Dataset entries
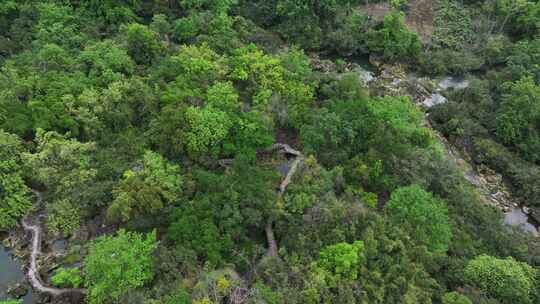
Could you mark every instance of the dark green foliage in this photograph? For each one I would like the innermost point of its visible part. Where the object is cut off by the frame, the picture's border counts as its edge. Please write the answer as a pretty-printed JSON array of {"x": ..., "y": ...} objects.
[
  {"x": 90, "y": 89},
  {"x": 505, "y": 279},
  {"x": 15, "y": 198},
  {"x": 425, "y": 215},
  {"x": 393, "y": 39}
]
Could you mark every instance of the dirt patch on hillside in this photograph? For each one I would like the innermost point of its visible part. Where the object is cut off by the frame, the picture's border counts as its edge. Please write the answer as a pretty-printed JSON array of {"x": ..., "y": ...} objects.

- [What is required] With the pictures removed, return all the entries exactly.

- [Written reply]
Could you mark every instance of the dark green foliage in this photograph? For each one I would like the innermost point of its visible part. Where the object is cut off by the frame, the picture's border counts as its edge. Please write the answer as a pretty-printed JSON array of {"x": ..., "y": ...} objects.
[
  {"x": 90, "y": 89},
  {"x": 505, "y": 279},
  {"x": 15, "y": 198},
  {"x": 425, "y": 215},
  {"x": 393, "y": 39}
]
Could you mark every instance of the dirt patch on hillside in this photograph? For each one I would like the innermost point of its visible part. Where the object is cut off by the frame, the picture's border counts as its edge. Please write the answer as a pretty-printed JSON array of {"x": ..., "y": ...} objects.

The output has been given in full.